* BEGIN Text passage *

Normal Mode is a bit strange and I'm still trying to figure out what it's doing. It's supposed to play a selected album in sequence, then the next album etc. What it SEEMS to do is just that, but it also has some sort of memory, so if you select an album, then do something else, load a CD, play another album, it will sometimes pop back to the first album you selected and then jump between the albums you selected at various times. There's probably a way to clear the slate at the beginning but I haven't sussed that out yet. It doesn't appear to be a malfunction and it's not something that bothers me. The other modes seem to work as specified.
There are stll some things I haven't tested, for instance recording from record. I would never do it anyway because most records need a bit of cleaning up and you can only do that on a computer. I also haven't created any playlists yet.
My main initial gripes about the jb7 - lack of ethernet connectivity and the re-naming issue - have largely been alleviated by the Import/Export catalogue feature. I can't compare the unit to other music servers in the same price category because I know nothing about them. What I can say is that the features of the jb7 have been well-thought-out, better so than I had given the makers credit for in the beginning. I also think the problems surrounding the database are ones which would be faced by all similar units and that the jb7's solution of being able to export, update and import the catalogue is as good as any. The method of providing database updates is certainly not the best. I think they should be free and an alternative download could be provided. But this is a minor gripe for me because I don't buy many new CDs. It may be more of an issue for others.
Soundwise, I'm very pleased. I'm playing through a Sony speaker dock (which means I haven't tested speaker output either) and the sound is very good. The music server I mentioned above is the Olive O3HD which costs about £900 (but only $1000 in the US, us Brits getting ripped off again). This has a better interface, can store and sort more categories of info, has a bigger hard drive and supports a couple more formats, but can't play music while copying CDs like the jb7 can. The extra features aren't worth the £500+ price hike. The jb7 is clearly the better buy. At the moment I'm pleased with this purchase and think it worth the money, especially as I ordered the 160GB model and got the 320GB one instead :)
I won't be posting more on this unless something radically bad (or good) happens, or I discover a mistake. But I'll follow the thread for a bit and if anyone has a specific question I'll try and answer it.
EDIT: re: Normal Mode. I think the strange behaviour only occurs when you are also loading CDs. It seems to work as per spec otherwise. My best guess is that while the index is being written, it can't seek properly within it for what should be the next sequential track. If that's the case it's not an issue. Other servers (see above) don't even attempt to play music while loading CDs.

* END Text passage *
* BEGIN Data lines *

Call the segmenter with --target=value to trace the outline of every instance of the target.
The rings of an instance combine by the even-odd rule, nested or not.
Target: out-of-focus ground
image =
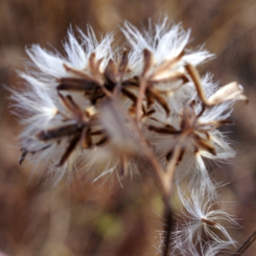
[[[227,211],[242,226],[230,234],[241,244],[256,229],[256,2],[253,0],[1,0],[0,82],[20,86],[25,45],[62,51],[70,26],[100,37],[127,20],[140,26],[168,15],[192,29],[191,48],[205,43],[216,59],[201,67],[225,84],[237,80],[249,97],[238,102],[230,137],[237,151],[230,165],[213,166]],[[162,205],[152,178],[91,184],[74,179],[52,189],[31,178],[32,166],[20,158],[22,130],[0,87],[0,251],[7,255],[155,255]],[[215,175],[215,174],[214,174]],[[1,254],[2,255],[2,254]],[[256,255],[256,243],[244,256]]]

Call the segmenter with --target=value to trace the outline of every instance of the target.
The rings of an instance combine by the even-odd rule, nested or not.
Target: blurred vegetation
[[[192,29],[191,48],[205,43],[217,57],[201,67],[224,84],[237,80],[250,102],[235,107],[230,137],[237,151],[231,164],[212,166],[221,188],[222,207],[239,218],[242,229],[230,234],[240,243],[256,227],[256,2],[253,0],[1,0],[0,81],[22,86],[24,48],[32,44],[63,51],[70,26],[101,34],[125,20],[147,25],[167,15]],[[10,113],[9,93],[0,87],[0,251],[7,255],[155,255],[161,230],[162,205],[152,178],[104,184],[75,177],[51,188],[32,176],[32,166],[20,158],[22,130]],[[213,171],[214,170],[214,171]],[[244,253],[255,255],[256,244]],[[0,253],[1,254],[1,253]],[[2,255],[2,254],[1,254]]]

* END Data lines *

* [Prompt 1]:
List each advantage the jb7 review names for the Olive O3HD over the jb7.
* [Prompt 2]:
Answer these questions from the jb7 review, marking each answer with the same letter as its question.
(a) Which feature largely eased the writer's main initial gripes about the jb7?
(b) What is the writer playing the jb7 through?
(c) According to the edit, when does the strange Normal Mode behavior seem to occur?
* [Prompt 3]:
Carry on the jb7 review from its last sentence.
The items have no connection to the jb7 review.

* [Final result 1]:
- A better interface
- It can store and sort more categories of info
- A bigger hard drive
- Support for a couple more formats

* [Final result 2]:
(a) The Import/Export catalogue feature.
(b) A Sony speaker dock.
(c) Only when CDs are also being loaded.

* [Final result 3]:
It's been on 24/7 but that's because I've been leaving it on at night to compress the CDs I loaded during the day. Normally I'd switch it off at night. It has a clock and an alarm and can function as an alarm clock. If you switch off it still keeps the time (at least for the short period I tried it).
I have had one of these for just over a year and now I don't know what I would do without it. When you let it run in Random mode you will find great music you'd forgotten you had. Hour after hour of great music and no disc jockey filling the gaps with inane chat! Fantastic
I have read the previous posts with interest. I have had a JB7 for a year or so now and have it mated to a pair of Brennan speakers. Whilst appreciating having been able to load all my CDs onto the hard-drive I have been disappointed by the sound quality, to my ear it sounds "muddy" and unsatisfying. When funds permit I shall buy a small amplifier, perhaps this will drive the speakers more effectively.
I think I read somewhere that the Brennan speakers aren't the best and the post advised something better, specifically Roth OLi speakers. Although the sound from the dock is quite good, good quality speakers (and quality cable) would undoubtedly improve it.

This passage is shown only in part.